WRITTEN EXERCISE: Recast all of the material below as a CSV with two columns, "text" and "answer", giving one row per entry and putting each value in double quotes with any line breaks replaced by spaces. Leave out the pictures.

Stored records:
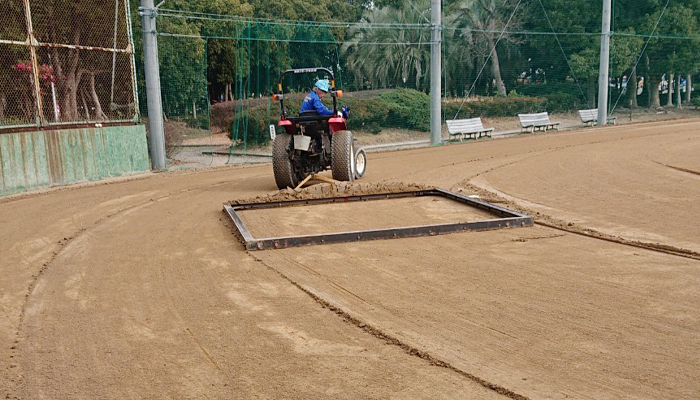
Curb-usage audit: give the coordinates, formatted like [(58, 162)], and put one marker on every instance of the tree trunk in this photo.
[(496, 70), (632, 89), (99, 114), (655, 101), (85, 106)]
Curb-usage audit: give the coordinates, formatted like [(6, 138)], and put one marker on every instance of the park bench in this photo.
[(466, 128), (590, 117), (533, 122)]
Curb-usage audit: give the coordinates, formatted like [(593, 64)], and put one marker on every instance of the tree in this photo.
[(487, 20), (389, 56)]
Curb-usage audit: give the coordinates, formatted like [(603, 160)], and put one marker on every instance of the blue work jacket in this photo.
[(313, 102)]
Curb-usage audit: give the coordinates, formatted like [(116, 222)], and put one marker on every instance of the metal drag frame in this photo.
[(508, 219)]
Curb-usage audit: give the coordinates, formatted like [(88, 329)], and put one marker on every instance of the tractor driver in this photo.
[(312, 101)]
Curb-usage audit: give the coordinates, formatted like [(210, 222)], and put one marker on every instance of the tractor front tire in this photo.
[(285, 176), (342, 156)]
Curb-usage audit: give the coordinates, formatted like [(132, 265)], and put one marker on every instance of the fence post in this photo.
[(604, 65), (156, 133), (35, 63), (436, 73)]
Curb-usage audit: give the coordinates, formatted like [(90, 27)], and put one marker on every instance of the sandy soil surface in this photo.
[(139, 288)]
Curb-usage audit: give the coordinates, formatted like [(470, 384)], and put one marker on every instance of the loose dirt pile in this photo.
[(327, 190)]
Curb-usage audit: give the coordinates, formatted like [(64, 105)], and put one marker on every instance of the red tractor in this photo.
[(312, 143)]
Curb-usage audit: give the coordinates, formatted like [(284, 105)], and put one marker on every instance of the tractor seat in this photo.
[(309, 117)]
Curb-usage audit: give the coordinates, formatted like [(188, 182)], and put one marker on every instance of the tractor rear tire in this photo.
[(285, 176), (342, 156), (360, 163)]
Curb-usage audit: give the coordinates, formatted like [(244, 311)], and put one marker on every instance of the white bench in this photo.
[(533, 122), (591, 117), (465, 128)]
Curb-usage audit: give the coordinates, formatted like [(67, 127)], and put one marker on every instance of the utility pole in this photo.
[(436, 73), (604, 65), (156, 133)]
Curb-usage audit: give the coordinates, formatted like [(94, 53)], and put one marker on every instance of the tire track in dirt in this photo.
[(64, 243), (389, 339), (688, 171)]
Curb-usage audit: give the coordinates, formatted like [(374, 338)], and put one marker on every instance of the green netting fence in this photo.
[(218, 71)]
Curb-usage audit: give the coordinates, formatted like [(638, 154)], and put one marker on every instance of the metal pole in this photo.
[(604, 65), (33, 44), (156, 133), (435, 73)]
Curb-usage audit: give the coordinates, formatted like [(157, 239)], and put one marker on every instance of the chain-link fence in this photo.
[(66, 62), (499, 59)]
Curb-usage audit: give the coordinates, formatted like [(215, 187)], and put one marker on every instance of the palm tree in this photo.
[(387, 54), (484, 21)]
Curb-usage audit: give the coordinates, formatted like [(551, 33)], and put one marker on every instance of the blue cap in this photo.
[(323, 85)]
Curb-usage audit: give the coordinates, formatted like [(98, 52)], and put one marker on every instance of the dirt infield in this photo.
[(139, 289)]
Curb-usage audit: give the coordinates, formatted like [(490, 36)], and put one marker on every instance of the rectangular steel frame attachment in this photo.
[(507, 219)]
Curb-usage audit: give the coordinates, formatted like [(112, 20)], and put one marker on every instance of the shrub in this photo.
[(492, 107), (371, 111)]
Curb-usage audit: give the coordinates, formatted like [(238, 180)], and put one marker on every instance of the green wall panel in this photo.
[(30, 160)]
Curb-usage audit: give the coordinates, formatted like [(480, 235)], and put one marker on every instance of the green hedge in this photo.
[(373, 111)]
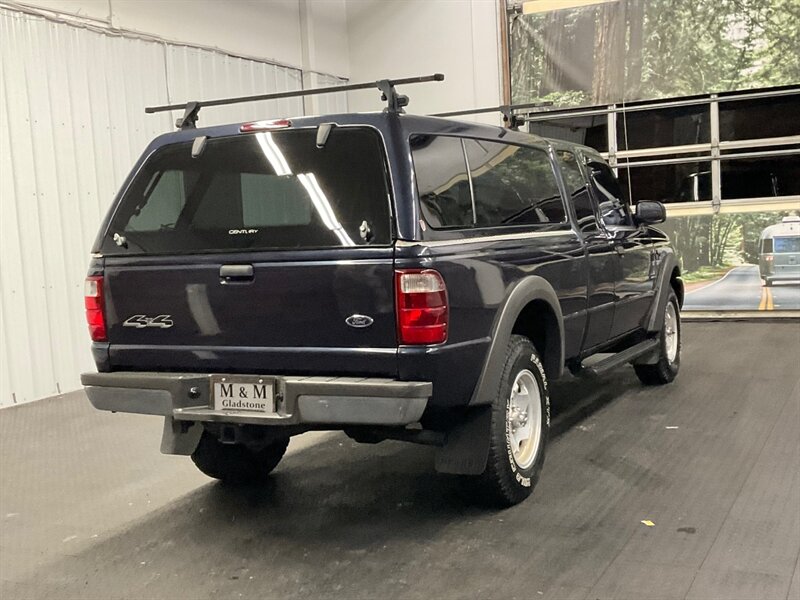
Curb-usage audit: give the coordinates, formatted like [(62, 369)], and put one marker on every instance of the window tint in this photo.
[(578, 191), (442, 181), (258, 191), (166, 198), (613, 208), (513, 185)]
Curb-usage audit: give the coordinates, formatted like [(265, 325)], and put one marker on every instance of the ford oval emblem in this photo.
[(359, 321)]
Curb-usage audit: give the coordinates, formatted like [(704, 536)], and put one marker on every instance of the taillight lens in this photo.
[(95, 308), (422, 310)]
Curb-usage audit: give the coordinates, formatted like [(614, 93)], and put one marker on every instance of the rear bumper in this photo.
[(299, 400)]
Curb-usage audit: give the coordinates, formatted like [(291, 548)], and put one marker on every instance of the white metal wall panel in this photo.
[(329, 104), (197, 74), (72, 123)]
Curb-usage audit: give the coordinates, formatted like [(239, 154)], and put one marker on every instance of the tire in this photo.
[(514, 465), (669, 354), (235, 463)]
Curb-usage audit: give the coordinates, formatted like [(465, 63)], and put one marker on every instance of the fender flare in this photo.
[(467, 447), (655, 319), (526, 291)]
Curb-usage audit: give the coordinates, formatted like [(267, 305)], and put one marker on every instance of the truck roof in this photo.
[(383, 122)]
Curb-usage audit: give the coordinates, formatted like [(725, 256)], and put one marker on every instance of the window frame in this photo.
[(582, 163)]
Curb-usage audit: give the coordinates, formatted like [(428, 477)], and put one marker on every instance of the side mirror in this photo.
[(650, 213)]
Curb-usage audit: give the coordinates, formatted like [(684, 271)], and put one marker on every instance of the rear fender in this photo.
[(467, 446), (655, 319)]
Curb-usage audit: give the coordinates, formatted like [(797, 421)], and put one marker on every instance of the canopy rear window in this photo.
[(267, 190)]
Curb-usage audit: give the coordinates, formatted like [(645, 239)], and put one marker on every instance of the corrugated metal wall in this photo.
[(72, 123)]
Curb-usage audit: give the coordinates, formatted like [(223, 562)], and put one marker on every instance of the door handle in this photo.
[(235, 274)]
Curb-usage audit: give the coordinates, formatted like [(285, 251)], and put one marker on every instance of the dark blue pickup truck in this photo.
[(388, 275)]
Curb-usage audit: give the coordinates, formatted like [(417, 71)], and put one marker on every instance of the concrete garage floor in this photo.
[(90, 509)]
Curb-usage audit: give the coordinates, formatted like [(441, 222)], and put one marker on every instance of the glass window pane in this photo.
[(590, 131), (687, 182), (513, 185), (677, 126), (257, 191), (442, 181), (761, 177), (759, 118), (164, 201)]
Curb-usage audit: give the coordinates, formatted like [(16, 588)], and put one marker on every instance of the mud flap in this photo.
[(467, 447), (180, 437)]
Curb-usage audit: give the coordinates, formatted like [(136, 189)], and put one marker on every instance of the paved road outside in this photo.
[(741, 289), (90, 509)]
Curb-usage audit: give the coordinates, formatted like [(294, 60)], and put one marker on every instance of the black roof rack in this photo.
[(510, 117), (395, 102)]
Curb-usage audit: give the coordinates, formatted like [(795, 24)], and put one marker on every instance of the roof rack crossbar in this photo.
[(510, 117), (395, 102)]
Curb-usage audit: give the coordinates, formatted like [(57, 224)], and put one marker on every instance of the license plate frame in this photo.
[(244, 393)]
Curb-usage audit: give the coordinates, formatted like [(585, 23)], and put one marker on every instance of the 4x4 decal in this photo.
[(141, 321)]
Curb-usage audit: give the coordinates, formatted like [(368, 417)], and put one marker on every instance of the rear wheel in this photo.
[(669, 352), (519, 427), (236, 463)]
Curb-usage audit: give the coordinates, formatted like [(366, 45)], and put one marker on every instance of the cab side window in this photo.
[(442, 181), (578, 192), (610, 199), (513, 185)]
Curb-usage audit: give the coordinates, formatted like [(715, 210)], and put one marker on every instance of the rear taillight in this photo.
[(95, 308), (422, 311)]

RESULT BELOW:
text,answer
"Curb-usage audit: give the coordinates, formatted like [(58, 162)], and put one marker on every instance of the tree trunk in this photo.","[(496, 70), (632, 89), (99, 114), (655, 101), (85, 106)]"
"Curb-usage audit: give the coordinates, formatted like [(6, 138)], and put one marker on every instance of the park bench in this photo.","[(466, 128), (590, 117), (533, 122)]"
"Curb-usage audit: give the coordinates, formatted like [(593, 64)], and put one marker on every instance of the tree in this photo.","[(487, 20), (389, 56)]"
"Curb-usage audit: give the coordinates, formatted like [(603, 160)], and put one marker on every instance of the blue work jacket in this photo.","[(313, 102)]"
"Curb-usage audit: give the coordinates, formatted like [(116, 222)], and put one marker on every instance of the metal drag frame in this photo.","[(508, 219)]"
"Curb-usage audit: give the coordinates, formatted like [(88, 329)], and put one marker on every instance of the tractor driver in this photo.","[(312, 101)]"
"Curb-usage audit: give the coordinates, formatted like [(210, 222)], and put one marker on every instance of the tractor front tire in this photo.","[(285, 176), (342, 156)]"
"Curb-usage audit: give the coordinates, formatted like [(132, 265)], and put one marker on every instance of the fence post in this photo.","[(604, 65), (156, 133), (35, 63), (436, 73)]"
"Curb-usage audit: give the coordinates, formatted like [(90, 27)], and put one marker on every instance of the sandy soil surface in this photo.","[(139, 288)]"
"Curb-usage audit: give the coordinates, formatted like [(470, 384)], and put one marker on every instance of the loose dirt pile in this photo.","[(327, 190)]"
"Curb-usage audit: give the coordinates, formatted like [(64, 105)], and put one marker on every instance of the red tractor in this photo.","[(312, 143)]"
"Curb-usage audit: give the coordinates, formatted like [(284, 105)], and put one marker on every instance of the tractor seat in this photo.","[(309, 117)]"
"Curb-usage audit: give the coordinates, formatted like [(188, 182)], and put one marker on every instance of the tractor rear tire in this photo.","[(285, 176), (342, 156), (360, 163)]"
"Curb-usage audit: give the coordinates, formatted like [(244, 311)], and put one marker on every instance of the white bench in this photo.","[(533, 122), (591, 117), (465, 128)]"
"Curb-usage audit: give the coordinates, formatted like [(67, 127)], and put one marker on every instance of the utility pole in this photo.","[(436, 73), (604, 65), (156, 133)]"
"Curb-usage audit: give the coordinates, formatted like [(94, 53)], and put one marker on every instance of the tire track in dirt in this photo.","[(64, 243), (389, 339), (688, 171)]"
"Curb-usage audit: give the coordinates, formatted like [(374, 338)], and put one marker on every instance of the green netting fence in this photo.","[(218, 71)]"
"Curb-usage audit: give the coordinates, formatted like [(638, 154)], and put one marker on every instance of the metal pole in this photo.","[(604, 65), (33, 44), (156, 133), (435, 73)]"
"Curb-usage audit: give the coordinates, formatted like [(157, 239)], and put one marker on every instance of the chain-link fence in this photo.","[(66, 62), (499, 59)]"
"Curb-usage audit: give the coordinates, formatted like [(215, 187)], and put one marker on every instance of the palm tree in this photo.","[(387, 54), (484, 21)]"
"Curb-usage audit: give the coordinates, formatted like [(551, 33)], and put one marker on every instance of the blue cap in this photo.","[(323, 85)]"
"Curb-usage audit: give the coordinates, formatted like [(98, 52)], and put one marker on every instance of the dirt infield in this photo.","[(139, 289)]"
"Curb-usage audit: give the coordinates, formatted like [(490, 36)], and put one marker on every instance of the rectangular steel frame attachment in this photo.","[(507, 219)]"
"Curb-usage audit: give the coordinates, formatted like [(112, 20)], and put one marker on every instance of the shrub in this photo.","[(492, 107), (371, 111)]"
"Curb-usage audit: give the coordinates, formatted like [(238, 180)], and put one marker on every instance of the green wall panel in this photo.","[(30, 160)]"
"Curb-usage audit: give the coordinates, formatted like [(480, 235)], and put one marker on every instance of the green hedge in this photo.","[(373, 111)]"
"Curb-usage audit: give the coordinates, formatted like [(62, 369)], and put one marker on every instance of the window tint in this photo.","[(578, 191), (442, 181), (258, 191), (166, 198), (613, 208), (513, 185)]"
"Curb-usage audit: give the coordinates, formatted like [(265, 325)], and put one marker on every instance of the ford oval emblem in this photo.","[(359, 321)]"
"Curb-usage audit: give the coordinates, formatted like [(704, 536)], and put one marker on every instance of the taillight lens in this photo.","[(95, 308), (422, 310)]"
"Curb-usage audit: give the coordinates, formatted like [(614, 93)], and put one marker on every instance of the rear bumper in this photo.","[(299, 400)]"
"Curb-usage audit: give the coordinates, formatted like [(291, 548)], and put one marker on every instance of the white metal wall panel in this photo.","[(329, 104), (197, 74), (72, 123)]"
"Curb-usage audit: give the coordinates, formatted like [(239, 154)], and put one marker on every instance of the tire in this photo.","[(514, 465), (669, 354), (235, 463)]"
"Curb-usage audit: give the coordinates, formatted like [(465, 63)], and put one marker on every instance of the fender flare in this photo.","[(467, 447), (655, 319), (526, 291)]"
"Curb-usage audit: give the coordinates, formatted like [(267, 305)], and put one marker on every instance of the truck roof in this photo.","[(383, 122)]"
"Curb-usage audit: give the coordinates, formatted like [(725, 256)], and put one marker on every instance of the window frame in this photo.","[(582, 163)]"
"Curb-usage audit: give the coordinates, formatted like [(428, 477)], and put one marker on every instance of the side mirror in this photo.","[(650, 213)]"
"Curb-usage audit: give the coordinates, formatted like [(684, 271)], and put one marker on every instance of the rear fender in this photo.","[(467, 446), (655, 319)]"
"Curb-usage audit: give the coordinates, formatted like [(797, 421)], and put one marker on every instance of the canopy rear window in this photo.","[(267, 190)]"
"Curb-usage audit: give the coordinates, formatted like [(645, 239)], and put one marker on every instance of the corrugated metal wall in this photo.","[(72, 123)]"
"Curb-usage audit: give the coordinates, formatted like [(223, 562)], and put one marker on every instance of the door handle in this photo.","[(235, 274)]"
"Curb-usage audit: give the coordinates, formatted like [(285, 251)], and put one marker on every instance of the dark blue pickup truck in this photo.","[(388, 275)]"
"Curb-usage audit: give the coordinates, formatted like [(417, 71)], and put one marker on every instance of the concrete garage floor in this photo.","[(90, 509)]"
"Curb-usage audit: give the coordinates, formatted like [(441, 222)], and put one marker on every instance of the glass window pane in this photo.","[(590, 131), (687, 182), (513, 185), (677, 126), (257, 191), (442, 181), (761, 177), (759, 118), (164, 201)]"
"Curb-usage audit: give the coordinates, formatted like [(16, 588)], and put one marker on every instance of the mud flap in this photo.","[(467, 447), (180, 437)]"
"Curb-usage audit: give the coordinates, formatted like [(136, 189)], and put one marker on every instance of the paved road outside in this photo.","[(741, 289), (90, 509)]"
"Curb-usage audit: give the coordinates, formatted like [(294, 60)], and put one marker on every instance of the black roof rack in this photo.","[(510, 117), (395, 102)]"
"Curb-usage audit: give the coordinates, formatted like [(795, 24)], and put one marker on every instance of the roof rack crossbar in this photo.","[(510, 117), (395, 102)]"
"Curb-usage audit: give the coordinates, formatted like [(57, 224)], and put one marker on every instance of the license plate frame in this photo.","[(244, 393)]"
"Curb-usage audit: give the coordinates, formatted like [(585, 23)], and put one marker on every instance of the 4x4 decal in this photo.","[(141, 321)]"
"Curb-usage audit: give the coordinates, formatted like [(368, 417)], and put one marker on every instance of the rear wheel in this photo.","[(669, 352), (519, 427), (236, 463)]"
"Curb-usage audit: give the coordinates, formatted like [(366, 45)], and put one marker on every instance of the cab side window in this photo.","[(442, 181), (578, 192), (610, 199), (513, 185)]"
"Curb-usage audit: give the coordinates, formatted like [(715, 210)], and put one marker on every instance of the rear taillight in this photo.","[(95, 308), (422, 311)]"